SET PROBLEM 1 =
Please answer these questions from the passage on elevated CO2 below, labeling each answer with the same letter:
(a) How did soil moisture in the CO2-enriched communities compare with that in communities exposed to ambient air?
(b) Did elevated CO2 preferentially stimulate the growth of C3 species over that of C4 species?
(c) What happened to the percentage composition of C3 and C4 grasses in these grasslands?
#### READING PASSAGE ####
It was also determined that the communities enriched with CO2 tended to have greater amounts of moisture in their soils than communities exposed to ambient air. This phenomenon likely contributed to the greater (less negative and, hence, less stressful) plant water potentials that were measured in CO2-enriched as compared to ambiently-grown plants.
Interestingly, elevated CO2 did not preferentially stimulate the growth of C3 species over that of C4 species in these communities. Hence, elevated CO2 did not significantly affect the percentage composition of C3 and C4 grasses in these grasslands; and they maintained their current level of vegetative biodiversity.
#### INPUT ####
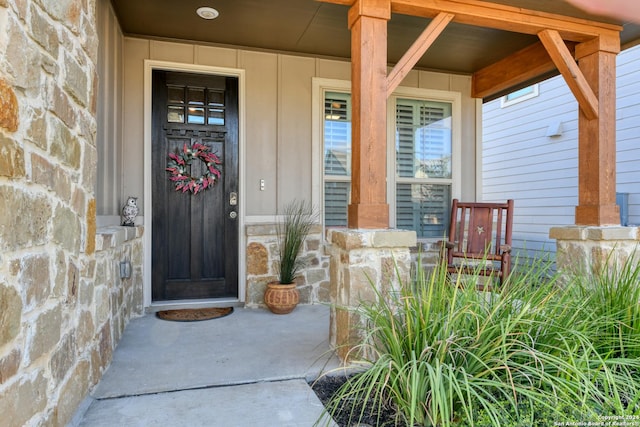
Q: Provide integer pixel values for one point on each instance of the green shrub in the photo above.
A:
(445, 354)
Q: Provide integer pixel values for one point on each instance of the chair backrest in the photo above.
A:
(479, 230)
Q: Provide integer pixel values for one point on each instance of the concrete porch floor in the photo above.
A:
(247, 369)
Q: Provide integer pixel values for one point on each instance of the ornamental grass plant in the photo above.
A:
(531, 353)
(298, 219)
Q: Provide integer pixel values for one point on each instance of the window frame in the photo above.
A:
(319, 88)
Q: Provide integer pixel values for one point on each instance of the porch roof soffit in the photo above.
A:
(558, 35)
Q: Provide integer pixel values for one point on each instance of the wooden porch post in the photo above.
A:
(597, 136)
(368, 24)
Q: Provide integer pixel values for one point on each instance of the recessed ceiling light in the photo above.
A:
(207, 13)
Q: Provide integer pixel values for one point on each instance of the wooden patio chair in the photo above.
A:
(480, 240)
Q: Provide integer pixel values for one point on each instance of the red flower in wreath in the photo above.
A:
(183, 180)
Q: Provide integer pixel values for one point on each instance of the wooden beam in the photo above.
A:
(368, 208)
(515, 70)
(569, 69)
(597, 145)
(501, 17)
(417, 49)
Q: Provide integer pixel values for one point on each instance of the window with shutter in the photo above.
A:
(423, 166)
(337, 157)
(421, 148)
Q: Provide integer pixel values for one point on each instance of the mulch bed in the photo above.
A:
(327, 386)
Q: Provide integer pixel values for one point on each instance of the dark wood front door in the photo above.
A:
(195, 236)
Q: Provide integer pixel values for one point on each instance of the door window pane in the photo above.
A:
(196, 115)
(216, 116)
(423, 139)
(216, 98)
(175, 94)
(175, 114)
(423, 208)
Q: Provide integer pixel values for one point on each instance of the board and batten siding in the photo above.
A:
(540, 172)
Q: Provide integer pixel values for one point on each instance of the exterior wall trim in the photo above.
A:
(149, 66)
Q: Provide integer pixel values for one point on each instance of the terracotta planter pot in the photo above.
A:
(281, 299)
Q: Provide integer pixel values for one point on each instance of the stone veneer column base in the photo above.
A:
(580, 248)
(361, 263)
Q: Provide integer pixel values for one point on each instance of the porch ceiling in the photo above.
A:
(317, 28)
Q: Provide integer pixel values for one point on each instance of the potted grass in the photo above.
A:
(281, 296)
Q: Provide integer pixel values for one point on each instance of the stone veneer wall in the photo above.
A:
(62, 305)
(313, 283)
(581, 248)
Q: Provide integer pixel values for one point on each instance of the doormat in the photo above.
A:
(194, 314)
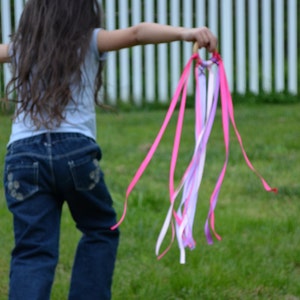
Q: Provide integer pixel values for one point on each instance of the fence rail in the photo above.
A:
(258, 40)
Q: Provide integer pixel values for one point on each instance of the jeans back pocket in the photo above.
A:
(21, 180)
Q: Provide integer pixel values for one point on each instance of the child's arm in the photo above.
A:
(152, 33)
(4, 57)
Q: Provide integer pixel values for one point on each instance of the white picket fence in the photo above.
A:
(257, 40)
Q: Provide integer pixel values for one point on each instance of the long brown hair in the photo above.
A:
(48, 49)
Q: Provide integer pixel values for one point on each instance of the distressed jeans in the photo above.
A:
(41, 173)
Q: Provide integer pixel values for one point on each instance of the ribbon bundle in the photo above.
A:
(206, 99)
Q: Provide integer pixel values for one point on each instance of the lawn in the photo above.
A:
(259, 255)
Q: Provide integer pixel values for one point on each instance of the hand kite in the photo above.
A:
(206, 99)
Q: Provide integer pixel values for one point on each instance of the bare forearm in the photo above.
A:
(153, 33)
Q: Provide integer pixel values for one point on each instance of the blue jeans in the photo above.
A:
(41, 173)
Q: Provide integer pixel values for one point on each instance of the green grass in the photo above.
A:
(259, 255)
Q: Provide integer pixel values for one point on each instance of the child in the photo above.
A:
(56, 55)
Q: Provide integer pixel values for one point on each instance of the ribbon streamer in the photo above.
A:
(206, 99)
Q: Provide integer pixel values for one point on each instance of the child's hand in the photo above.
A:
(203, 36)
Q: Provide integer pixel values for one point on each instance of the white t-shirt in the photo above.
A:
(80, 117)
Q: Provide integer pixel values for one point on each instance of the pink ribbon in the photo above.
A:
(206, 98)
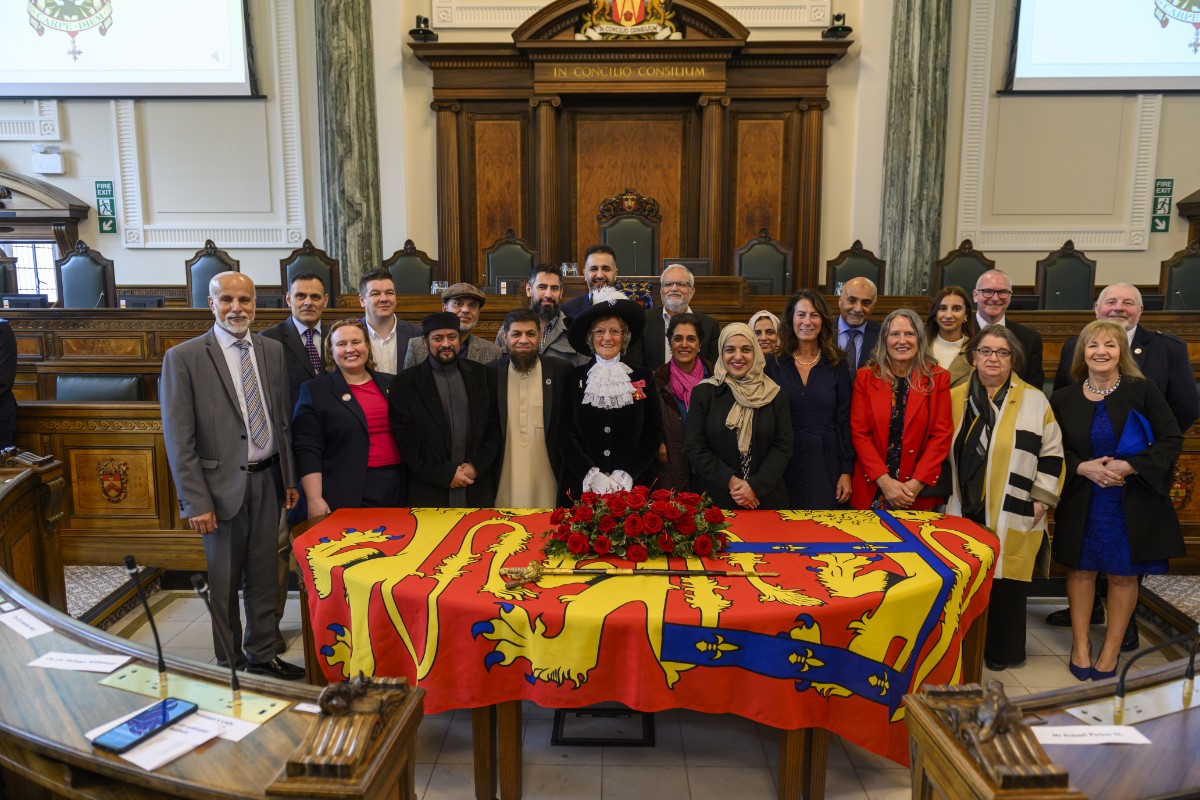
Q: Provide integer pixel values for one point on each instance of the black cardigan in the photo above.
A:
(713, 449)
(1151, 522)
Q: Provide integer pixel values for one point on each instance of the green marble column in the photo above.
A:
(915, 149)
(349, 145)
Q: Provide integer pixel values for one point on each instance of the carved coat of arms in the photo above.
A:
(114, 479)
(72, 17)
(629, 19)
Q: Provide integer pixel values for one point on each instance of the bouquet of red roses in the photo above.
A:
(636, 525)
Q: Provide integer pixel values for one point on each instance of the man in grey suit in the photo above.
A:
(226, 422)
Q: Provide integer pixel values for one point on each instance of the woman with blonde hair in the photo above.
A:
(738, 432)
(1121, 444)
(900, 420)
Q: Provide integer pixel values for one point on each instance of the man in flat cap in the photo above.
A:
(465, 301)
(445, 421)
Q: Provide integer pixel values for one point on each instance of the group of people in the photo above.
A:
(816, 409)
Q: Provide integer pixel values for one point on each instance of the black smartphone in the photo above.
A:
(138, 728)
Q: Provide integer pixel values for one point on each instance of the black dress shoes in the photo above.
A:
(275, 668)
(1061, 618)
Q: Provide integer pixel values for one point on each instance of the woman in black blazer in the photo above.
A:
(346, 455)
(1121, 443)
(738, 432)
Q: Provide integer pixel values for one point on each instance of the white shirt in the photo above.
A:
(233, 360)
(383, 348)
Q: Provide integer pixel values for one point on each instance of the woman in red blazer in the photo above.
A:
(899, 420)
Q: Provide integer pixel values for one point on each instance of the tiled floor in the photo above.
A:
(696, 757)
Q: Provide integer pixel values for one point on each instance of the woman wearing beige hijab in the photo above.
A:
(738, 432)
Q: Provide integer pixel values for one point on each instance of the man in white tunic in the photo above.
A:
(528, 388)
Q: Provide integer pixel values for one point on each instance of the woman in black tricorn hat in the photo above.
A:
(610, 411)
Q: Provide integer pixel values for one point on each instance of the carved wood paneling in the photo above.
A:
(497, 164)
(761, 158)
(646, 152)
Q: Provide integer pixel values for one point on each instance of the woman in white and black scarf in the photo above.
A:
(1007, 461)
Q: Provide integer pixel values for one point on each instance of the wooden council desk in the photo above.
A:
(868, 606)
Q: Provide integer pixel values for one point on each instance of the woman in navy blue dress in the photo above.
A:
(1115, 516)
(814, 374)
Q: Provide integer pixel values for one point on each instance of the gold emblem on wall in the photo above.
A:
(651, 19)
(114, 477)
(1181, 488)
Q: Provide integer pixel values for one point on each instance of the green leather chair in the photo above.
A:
(509, 258)
(1180, 280)
(960, 268)
(199, 270)
(855, 263)
(85, 278)
(765, 264)
(1066, 281)
(317, 262)
(629, 223)
(82, 388)
(411, 269)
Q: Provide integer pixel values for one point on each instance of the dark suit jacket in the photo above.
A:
(713, 449)
(649, 350)
(609, 439)
(423, 433)
(329, 435)
(295, 358)
(1151, 522)
(553, 376)
(1164, 360)
(925, 440)
(7, 378)
(1031, 342)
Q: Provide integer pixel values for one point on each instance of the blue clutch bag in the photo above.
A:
(1135, 437)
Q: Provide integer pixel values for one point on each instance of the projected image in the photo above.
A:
(136, 48)
(1119, 44)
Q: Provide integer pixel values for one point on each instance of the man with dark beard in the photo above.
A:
(444, 417)
(528, 389)
(545, 292)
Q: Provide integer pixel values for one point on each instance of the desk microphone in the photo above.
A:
(1188, 675)
(131, 567)
(202, 589)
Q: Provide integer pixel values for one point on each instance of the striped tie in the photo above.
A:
(255, 413)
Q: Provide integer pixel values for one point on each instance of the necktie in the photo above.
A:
(256, 416)
(311, 349)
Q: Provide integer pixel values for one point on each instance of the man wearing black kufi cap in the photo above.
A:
(445, 421)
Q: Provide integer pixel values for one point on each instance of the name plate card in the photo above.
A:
(669, 76)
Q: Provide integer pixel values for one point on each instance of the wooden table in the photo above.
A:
(867, 607)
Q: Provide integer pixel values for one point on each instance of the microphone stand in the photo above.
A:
(131, 567)
(202, 589)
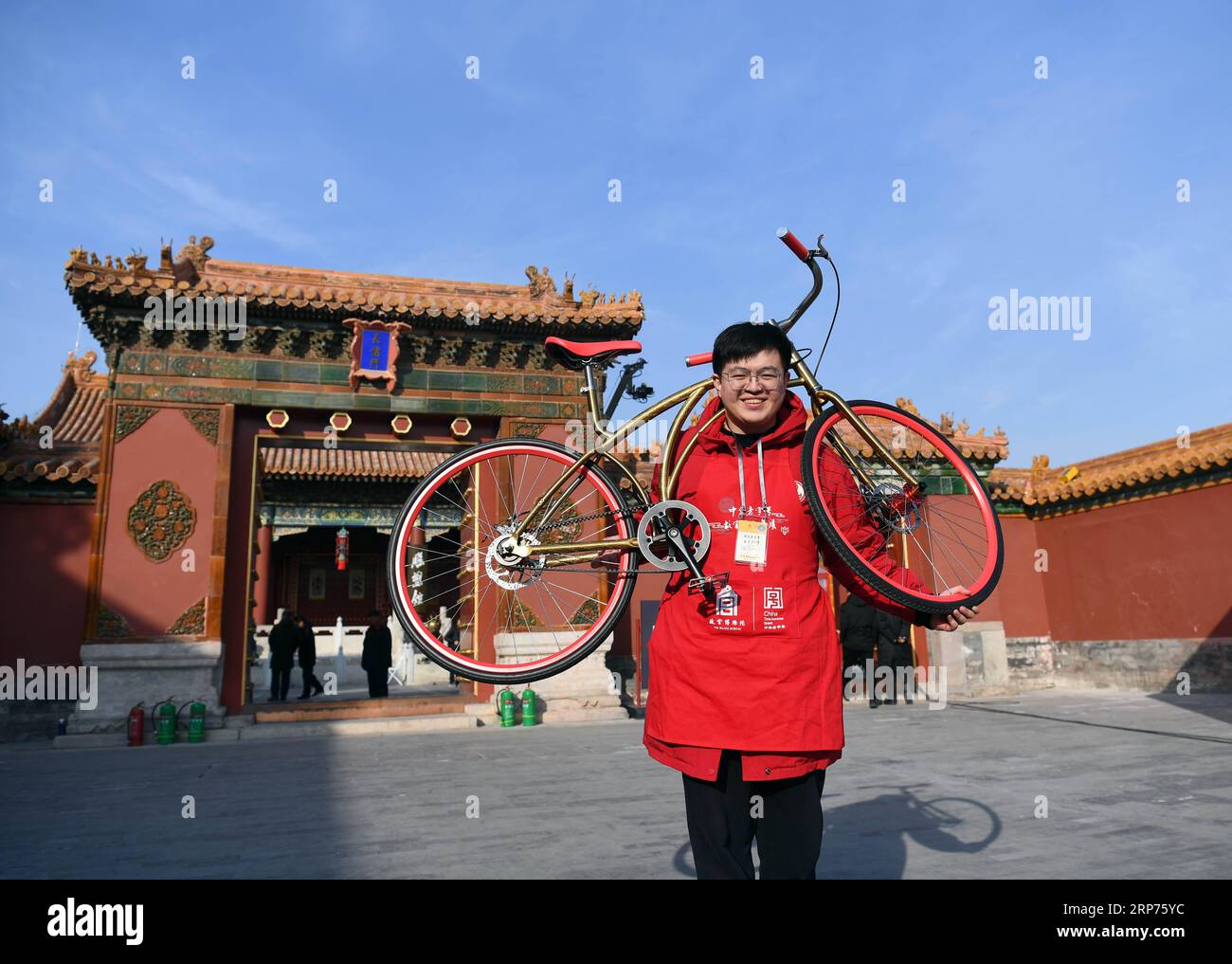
####
SET PROBLEM 2 = Select every line of the rows that contains the string "suit". Case counts.

REPLY 1 =
(a) The CO2-enriched communities tended to have greater amounts of moisture in their soils.
(b) No, it did not stimulate C3 growth over C4 growth.
(c) Elevated CO2 did not significantly affect it.

REPLY 2 =
Q: Provide integer pixel values for one point on each instance of the man in grey suit in the photo above.
Q: Provide integer pixel values for one point on each instance of the dark suit jacket in the photo above.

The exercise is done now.